> [Selected excerpt]:
=-=-=

# First nice buck with Bow



## MLK (Oct 5, 2009)

:doowapstaFirst good buck taken on our ranch in Fisher county on Jan 2nd with my Bear Instinct bow using 125gr Magnus Snuffer Broadheads. Rough scorred out at 139 7/8ths weighed in at 175lbs and 5 1/2 years old. I hate that he has broken off his drop tine but am still very happy with the buck. The hogs and management buck were nice and hooked me but this one makes it worth the wait. Next year will try to get one of his big brothers.


----------



## CSKIFF17 (Jul 9, 2006)

Nice buck. Congrats. Good Luck next year.


----------



## lunatic (Jan 20, 2009)

What a great buck !!!


----------



## pign&gign (Feb 8, 2009)

Great buck!! Congrats!


----------



## saltwatersensations (Aug 30, 2004)

Very nice Buck. Congrats!


----------



## Nwilkins (Jan 18, 2009)

Nice


----------



## Screeminreel (Jun 2, 2004)

Awesome buck, now you can work on those hogs.


----------



## cajunasian (Mar 7, 2007)

Very nice. Congrats


----------



## MLK (Oct 5, 2009)

We have plenty of hogs to work on here are just a few.


----------



## Chunky (Oct 15, 2006)

love the mass on that buck, congrats.


----------



## Rack Ranch (May 25, 2004)

Awesome job Micheal.. I know how many years you hunted a buck like this one and you deserved this trophy..Walker


----------



## Little-bit (Oct 19, 2005)

Very nice deer. Congrats...


----------



## catchysumfishy (Jul 19, 2008)

Chunky said:


> love the mass on that buck, congrats.


X2, he was a heavy ole boy!Excellent kill..Congrat's


----------



## MLK (Oct 5, 2009)

Got the official score back from the TBGA Official Scorer, Gross 140 4/8th and net at 135. Good enough to get in the TBGA scored division and after drying for the required 60 days, I will try to find and get is scored for Pope & Young.


----------



## bountyhunter (Jul 6, 2005)

That is a super buck, nice thick and dark. Congrats!!!!!


----------



## redfish raider (Nov 5, 2009)

It doesnt get much better than that and you barley made before season ends.I shot my first deer a couple days ago with a 3030 bolt action she was big. My uncle nofnsuzies said we are goin to get in trouble for shooting somones hores.

=-=-=

> [Data]:
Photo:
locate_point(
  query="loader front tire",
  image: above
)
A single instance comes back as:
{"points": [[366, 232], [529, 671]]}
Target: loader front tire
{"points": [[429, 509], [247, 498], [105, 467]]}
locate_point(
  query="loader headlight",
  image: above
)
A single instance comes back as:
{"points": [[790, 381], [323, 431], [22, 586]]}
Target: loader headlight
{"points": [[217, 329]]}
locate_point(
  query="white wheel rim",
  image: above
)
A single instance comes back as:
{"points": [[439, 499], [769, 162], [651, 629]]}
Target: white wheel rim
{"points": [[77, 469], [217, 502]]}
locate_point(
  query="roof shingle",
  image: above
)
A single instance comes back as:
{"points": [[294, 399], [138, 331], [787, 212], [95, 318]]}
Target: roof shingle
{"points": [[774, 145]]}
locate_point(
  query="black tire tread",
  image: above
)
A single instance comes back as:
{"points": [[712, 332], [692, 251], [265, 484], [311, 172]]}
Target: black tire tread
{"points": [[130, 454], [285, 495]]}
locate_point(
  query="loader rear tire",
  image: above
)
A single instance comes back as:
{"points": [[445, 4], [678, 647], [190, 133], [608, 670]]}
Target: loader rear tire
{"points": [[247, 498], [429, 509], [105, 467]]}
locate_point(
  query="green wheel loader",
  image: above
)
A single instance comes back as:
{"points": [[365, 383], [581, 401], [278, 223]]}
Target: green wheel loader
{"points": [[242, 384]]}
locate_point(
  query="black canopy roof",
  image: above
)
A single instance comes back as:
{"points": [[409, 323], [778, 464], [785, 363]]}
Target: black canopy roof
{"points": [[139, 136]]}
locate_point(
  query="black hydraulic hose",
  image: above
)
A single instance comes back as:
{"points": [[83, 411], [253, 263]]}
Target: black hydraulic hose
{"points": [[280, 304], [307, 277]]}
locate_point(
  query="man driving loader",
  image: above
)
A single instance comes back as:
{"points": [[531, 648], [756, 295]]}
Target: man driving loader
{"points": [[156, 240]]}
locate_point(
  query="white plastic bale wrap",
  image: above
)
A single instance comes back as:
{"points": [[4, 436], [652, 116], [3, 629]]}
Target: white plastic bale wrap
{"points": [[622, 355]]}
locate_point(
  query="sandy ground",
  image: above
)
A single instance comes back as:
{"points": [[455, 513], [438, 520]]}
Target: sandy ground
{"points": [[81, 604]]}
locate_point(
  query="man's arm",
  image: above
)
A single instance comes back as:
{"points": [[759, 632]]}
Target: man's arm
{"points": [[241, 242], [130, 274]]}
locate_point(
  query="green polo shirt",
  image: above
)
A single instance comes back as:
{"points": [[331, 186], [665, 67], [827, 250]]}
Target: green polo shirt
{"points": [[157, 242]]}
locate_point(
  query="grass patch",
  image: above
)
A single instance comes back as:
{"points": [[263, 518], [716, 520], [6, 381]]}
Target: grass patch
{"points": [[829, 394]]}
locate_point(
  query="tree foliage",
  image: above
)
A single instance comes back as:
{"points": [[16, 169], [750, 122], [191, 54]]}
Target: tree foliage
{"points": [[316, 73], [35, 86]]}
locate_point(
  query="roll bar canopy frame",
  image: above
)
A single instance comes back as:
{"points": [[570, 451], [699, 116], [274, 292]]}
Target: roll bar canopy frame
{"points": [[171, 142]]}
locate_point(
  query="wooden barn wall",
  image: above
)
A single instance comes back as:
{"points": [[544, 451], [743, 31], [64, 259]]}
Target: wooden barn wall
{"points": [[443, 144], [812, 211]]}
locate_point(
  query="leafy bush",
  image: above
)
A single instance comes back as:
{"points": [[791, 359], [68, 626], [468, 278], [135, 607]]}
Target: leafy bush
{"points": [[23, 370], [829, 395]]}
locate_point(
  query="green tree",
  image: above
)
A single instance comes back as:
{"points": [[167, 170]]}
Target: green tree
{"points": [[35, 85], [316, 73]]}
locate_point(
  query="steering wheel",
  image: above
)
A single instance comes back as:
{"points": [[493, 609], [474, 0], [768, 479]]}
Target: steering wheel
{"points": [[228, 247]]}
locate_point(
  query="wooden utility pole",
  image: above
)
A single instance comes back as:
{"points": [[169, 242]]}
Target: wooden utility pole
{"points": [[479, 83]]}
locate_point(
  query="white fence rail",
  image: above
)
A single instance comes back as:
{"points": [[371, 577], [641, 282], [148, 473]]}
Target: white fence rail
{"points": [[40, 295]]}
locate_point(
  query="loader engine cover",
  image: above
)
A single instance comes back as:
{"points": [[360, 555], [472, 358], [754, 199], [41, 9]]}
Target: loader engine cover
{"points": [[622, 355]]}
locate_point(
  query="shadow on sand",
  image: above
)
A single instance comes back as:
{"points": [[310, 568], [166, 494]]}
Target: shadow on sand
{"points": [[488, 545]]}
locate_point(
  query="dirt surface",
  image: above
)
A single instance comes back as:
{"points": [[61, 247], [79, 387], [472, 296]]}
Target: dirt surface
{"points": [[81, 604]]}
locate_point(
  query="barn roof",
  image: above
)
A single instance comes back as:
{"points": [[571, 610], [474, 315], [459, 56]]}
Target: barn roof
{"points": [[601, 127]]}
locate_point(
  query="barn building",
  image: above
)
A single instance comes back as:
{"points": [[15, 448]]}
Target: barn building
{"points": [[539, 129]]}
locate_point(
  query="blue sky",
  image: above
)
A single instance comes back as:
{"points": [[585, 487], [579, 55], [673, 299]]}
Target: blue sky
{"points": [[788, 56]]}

=-=-=

> [Stated task]:
Please answer these from the forum thread about the buck taken with a bow:
(a) What broadheads were used on the buck?
(b) What gross score did the TBGA Official Scorer give?
(c) How many days must the rack dry before it can be scored for Pope & Young?

> [The output]:
(a) 125gr Magnus Snuffer Broadheads
(b) 140 4/8
(c) 60 days